## [PAGE EXTRACT]
┌──

Do I need to Buy an SSL Certificate to use Secure Email?
Our sales staff has been asked this question countless times. It is a natural assumption that because SSL and TLS encryption of email (and web sites) requires use of an "SSL certificate", that one must buy an SSL certificate in order to use such a service. Fortunately, the answer is always
You do not need to buy your own SSL certificate to use secure email.
We’ll explain why.
How do SSL and TLS work?
At its most basic level, SSL works as follows (TLS works similarly — what is the difference?):
- A user connects to a server that supports SSL
- The server sends its SSL Certificate back to the user’s computer
- The user verifies that the certificate is for the company/domain that it is trying to connect to (the certificate is signed by a trusted third party, like Verisign or Thawte).
- If the user trusts the certificate, the user’s computer sends the server a list of encryption methods that it supports
- The server picks one that it also supports
- The server and the user’s computer communicate henceforth over an encrypted channel using the chosen encryption method.
That is a little technical and terse; for a much more verbose and down to earth overview of how this works, see: How does Secure Socket Layer (SSL or TLS) Work? However, the main point is that the only certificate involved is the one that resides on the server owned by the service provider and which is sent to the user when s/he connects. Since the user never needs to send his/her own certificate, there is no need to own it.
But without a certificate, how does the server know who I am?
In most cases, when your SSL session is completed, the next step in sending or receiving email is to send your username and password. The server uses this information to determine your identity and verify your access. This information is secure and protected by the established SSL security connection.
You do not need your own SSL certificate to establish your identity.
But is not using a client-side SSL certificate more secure than a username and password?
Ah ha! This is the crux of some people’s confusion. It is indeed possible to have an SSL certificate on your computer and to use this to authenticate yourself with a server, providing that the server supports this kind of authentication. It can be much more secure than a username and password, as it is tied to your computer and cannot be stolen without physical access to your machine and your account on it.

└──

## [DATASET ENTRIES]

┌──

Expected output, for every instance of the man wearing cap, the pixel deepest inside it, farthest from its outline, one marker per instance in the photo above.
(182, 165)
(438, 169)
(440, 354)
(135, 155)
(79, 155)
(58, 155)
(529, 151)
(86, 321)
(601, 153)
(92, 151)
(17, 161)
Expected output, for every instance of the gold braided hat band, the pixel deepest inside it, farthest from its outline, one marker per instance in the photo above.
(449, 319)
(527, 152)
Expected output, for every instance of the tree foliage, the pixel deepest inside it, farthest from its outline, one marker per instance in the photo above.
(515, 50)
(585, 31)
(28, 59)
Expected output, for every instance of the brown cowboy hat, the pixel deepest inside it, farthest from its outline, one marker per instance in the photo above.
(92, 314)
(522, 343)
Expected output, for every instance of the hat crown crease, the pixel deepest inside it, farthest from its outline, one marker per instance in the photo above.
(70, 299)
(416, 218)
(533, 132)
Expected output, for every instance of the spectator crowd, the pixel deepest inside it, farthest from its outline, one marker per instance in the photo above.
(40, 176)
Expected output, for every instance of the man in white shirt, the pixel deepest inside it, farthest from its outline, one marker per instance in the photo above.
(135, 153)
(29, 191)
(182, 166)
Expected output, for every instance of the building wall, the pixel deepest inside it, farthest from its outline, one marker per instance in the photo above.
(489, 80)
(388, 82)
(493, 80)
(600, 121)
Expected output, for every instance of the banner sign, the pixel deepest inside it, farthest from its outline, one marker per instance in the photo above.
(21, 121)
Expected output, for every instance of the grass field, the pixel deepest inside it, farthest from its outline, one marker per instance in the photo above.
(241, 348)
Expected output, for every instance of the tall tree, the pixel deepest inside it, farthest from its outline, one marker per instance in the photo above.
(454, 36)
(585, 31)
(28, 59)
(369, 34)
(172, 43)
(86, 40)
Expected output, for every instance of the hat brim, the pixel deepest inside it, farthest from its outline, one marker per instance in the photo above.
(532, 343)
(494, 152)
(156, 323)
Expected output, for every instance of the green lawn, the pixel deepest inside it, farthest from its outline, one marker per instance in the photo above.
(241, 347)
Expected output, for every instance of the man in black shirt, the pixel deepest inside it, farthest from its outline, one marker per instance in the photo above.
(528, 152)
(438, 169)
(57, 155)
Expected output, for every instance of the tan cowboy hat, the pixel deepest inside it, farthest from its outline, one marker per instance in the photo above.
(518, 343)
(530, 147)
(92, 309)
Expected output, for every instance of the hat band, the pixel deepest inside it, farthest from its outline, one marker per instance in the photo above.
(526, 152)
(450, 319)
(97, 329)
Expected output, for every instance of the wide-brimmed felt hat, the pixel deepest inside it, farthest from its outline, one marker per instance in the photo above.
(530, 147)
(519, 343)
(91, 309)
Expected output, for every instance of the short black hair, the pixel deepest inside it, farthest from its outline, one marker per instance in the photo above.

└──

## [WORK TO COMPLETE]
Summarize the page on secure email in two sentences. The items above are separate from the page on secure email.

## [FINISHED ANSWER]
You do not need to buy your own SSL certificate to use secure email, because the only certificate involved belongs to the service provider's server and is sent to the user on connecting. Once the encrypted session is set up, the server identifies you by your username and password, though a certificate on your own computer can also be used to authenticate you if the server supports it, and this can be much more secure.